* BRIEF 1
What does the lint-fix patch say, summed up in two sentences?
* BRIEF 2
Could you extend the lint-fix patch, picking up right after its last line?
══ EXTRACT TO READ
From c0e0bed184b8643c5dcc9e01af343c650ecd7770 Mon Sep 17 00:00:00 2001
From: Yunxuan Shi <yunxuan@amazon.com>
Date: Thu, 2 Apr 2026 16:08:38 -0700
Subject: [PATCH 2/7] Fix lint: line too long in report_generator.py,
 formatting in analyzer.py

Signed-off-by: Yunxuan Shi <yunxuan@amazon.com>
---
 documentdb_tests/compatibility/result_analyzer/analyzer.py  | 3 +--
 .../compatibility/result_analyzer/report_generator.py       | 6 +++++-
 2 files changed, 6 insertions(+), 3 deletions(-)

diff --git a/documentdb_tests/compatibility/result_analyzer/analyzer.py b/documentdb_tests/compatibility/result_analyzer/analyzer.py
index bfb2521..5bb9569 100644
--- a/documentdb_tests/compatibility/result_analyzer/analyzer.py
+++ b/documentdb_tests/compatibility/result_analyzer/analyzer.py
@@ -14,7 +14,6 @@
 # Module-level constants
 from documentdb_tests.framework.infra_exceptions import INFRA_EXCEPTION_NAMES as INFRA_EXCEPTIONS
 
-
 # Mapping from TestOutcome to counter key names
 OUTCOME_TO_KEY = {
     "PASS": "passed",
@@ -95,7 +94,7 @@ def extract_failure_tag(test_result: Dict[str, Any]) -> str:
     crash_info = call_info.get("crash", {})
════
══ RECORDED INFORMATION
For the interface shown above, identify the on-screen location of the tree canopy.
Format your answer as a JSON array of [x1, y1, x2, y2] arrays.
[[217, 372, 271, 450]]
════
* TASK RESULT 1
This patch, number 2 of 7 from Yunxuan Shi and dated April 2, 2026, fixes lint by addressing a line that is too long in report_generator.py and formatting in analyzer.py. It touches two files with six insertions and three deletions, and in analyzer.py it removes a blank line before the comment on mapping TestOutcome to counter key names.

* TASK RESULT 2
     crash_message = crash_info.get("message", "")
 
-    match = re.search(r'\[([A-Z_]+)\]', crash_message)
+    match = re.search(r"\[([A-Z_]+)\]", crash_message)
     if match:
         return match.group(1)
     return ""
diff --git a/documentdb_tests/compatibility/result_analyzer/report_generator.py b/documentdb_tests/compatibility/result_analyzer/report_generator.py
index 1d20f73..7b1387c 100644
--- a/documentdb_tests/compatibility/result_analyzer/report_generator.py
+++ b/documentdb_tests/compatibility/result_analyzer/report_generator.py
@@ -148,13 +148,17 @@ def print_summary(analysis: Dict[str, Any]):
         print("-" * 60)
         sorted_tags = sorted(by_tag.items(), key=lambda x: x[1]["pass_rate"])
         for tag, stats in sorted_tags:
-            print(f"  {tag:<30s} | {stats['passed']:>3}/{stats['total']:>3} passed ({stats['pass_rate']:>5.1f}%)")
+            passed = stats["passed"]
+            total = stats["total"]
+            rate = stats["pass_rate"]
+            print(f"  {tag:<30s} | {passed:>3}/{total:>3} passed ({rate:>5.1f}%)")
 
     # Failed tests
     failed_tests = [t for t in analysis["tests"] if t["outcome"] == "FAIL"]
     if failed_tests:
         # Count by failure_type
         from collections import Counter
+
         type_counts = Counter(t.get("failure_type", "UNKNOWN") for t in failed_tests)
 
         print(f"\nFailed Tests ({len(failed_tests)}):")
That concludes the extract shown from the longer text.